**Task directions**
Pick out each line in the records that contains the word "outline" and copy it. Case counts.

[START OF Dataset content]

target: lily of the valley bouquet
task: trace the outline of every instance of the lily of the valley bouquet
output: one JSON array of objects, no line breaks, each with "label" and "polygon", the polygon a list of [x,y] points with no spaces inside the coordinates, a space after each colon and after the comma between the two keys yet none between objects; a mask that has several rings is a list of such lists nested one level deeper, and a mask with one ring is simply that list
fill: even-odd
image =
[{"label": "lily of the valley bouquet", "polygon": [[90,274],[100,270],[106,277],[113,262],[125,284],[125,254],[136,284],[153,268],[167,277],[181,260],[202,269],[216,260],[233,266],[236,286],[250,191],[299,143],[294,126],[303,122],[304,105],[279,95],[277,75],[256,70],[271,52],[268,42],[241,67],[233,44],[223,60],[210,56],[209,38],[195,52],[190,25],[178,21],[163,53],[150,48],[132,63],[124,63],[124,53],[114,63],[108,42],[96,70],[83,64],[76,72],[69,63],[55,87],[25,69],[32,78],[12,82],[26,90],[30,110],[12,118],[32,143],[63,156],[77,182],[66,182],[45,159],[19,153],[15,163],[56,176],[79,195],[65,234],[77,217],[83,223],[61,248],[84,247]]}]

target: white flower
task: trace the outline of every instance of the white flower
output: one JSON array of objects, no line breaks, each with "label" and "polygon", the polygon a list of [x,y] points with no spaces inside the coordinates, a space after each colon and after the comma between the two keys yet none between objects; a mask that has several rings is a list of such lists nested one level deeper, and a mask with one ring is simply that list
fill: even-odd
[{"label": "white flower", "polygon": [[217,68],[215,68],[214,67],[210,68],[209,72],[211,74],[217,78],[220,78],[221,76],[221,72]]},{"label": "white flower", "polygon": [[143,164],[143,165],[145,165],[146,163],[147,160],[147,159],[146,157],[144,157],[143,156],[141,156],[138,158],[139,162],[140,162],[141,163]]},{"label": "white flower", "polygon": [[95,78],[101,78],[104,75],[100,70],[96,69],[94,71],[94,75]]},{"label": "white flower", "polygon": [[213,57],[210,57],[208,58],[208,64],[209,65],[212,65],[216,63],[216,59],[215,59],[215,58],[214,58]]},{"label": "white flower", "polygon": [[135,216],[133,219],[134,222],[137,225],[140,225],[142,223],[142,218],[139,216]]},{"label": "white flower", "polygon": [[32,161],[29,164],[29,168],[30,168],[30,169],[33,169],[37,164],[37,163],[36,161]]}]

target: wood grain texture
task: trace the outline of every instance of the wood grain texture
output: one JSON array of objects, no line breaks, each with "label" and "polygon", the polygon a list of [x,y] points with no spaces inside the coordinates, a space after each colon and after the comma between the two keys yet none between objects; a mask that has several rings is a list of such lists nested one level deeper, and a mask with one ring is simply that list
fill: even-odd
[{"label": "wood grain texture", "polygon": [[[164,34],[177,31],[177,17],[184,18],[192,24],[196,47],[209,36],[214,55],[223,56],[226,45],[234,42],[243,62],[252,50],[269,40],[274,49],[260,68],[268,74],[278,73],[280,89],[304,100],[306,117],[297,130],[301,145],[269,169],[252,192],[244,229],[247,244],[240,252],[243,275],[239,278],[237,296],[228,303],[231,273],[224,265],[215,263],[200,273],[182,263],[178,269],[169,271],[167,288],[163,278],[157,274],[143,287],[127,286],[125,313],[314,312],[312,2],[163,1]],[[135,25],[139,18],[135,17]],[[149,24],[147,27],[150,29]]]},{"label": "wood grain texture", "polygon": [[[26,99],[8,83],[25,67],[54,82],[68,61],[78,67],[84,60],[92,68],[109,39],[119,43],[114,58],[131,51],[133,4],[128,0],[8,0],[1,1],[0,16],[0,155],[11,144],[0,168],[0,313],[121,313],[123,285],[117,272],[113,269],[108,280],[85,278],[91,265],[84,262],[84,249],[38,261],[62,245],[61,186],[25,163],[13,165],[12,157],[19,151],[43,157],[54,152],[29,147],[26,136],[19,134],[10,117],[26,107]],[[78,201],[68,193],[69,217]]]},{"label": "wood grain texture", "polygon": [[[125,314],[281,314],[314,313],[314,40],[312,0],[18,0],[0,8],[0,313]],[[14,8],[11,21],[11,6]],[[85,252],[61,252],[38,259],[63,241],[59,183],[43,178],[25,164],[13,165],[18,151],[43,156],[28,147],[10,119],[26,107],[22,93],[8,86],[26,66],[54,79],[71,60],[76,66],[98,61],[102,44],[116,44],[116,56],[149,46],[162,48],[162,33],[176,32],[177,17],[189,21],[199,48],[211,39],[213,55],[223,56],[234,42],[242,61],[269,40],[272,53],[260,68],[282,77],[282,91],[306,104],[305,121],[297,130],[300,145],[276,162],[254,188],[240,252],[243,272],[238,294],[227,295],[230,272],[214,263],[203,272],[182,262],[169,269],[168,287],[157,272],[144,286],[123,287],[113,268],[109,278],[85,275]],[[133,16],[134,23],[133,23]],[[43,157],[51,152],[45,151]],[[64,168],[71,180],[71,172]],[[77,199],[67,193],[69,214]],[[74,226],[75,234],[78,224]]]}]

[END OF Dataset content]

**Result below**
task: trace the outline of every instance of the lily of the valley bouquet
task: trace the outline of every instance of the white flower
task: trace the outline of every instance of the wood grain texture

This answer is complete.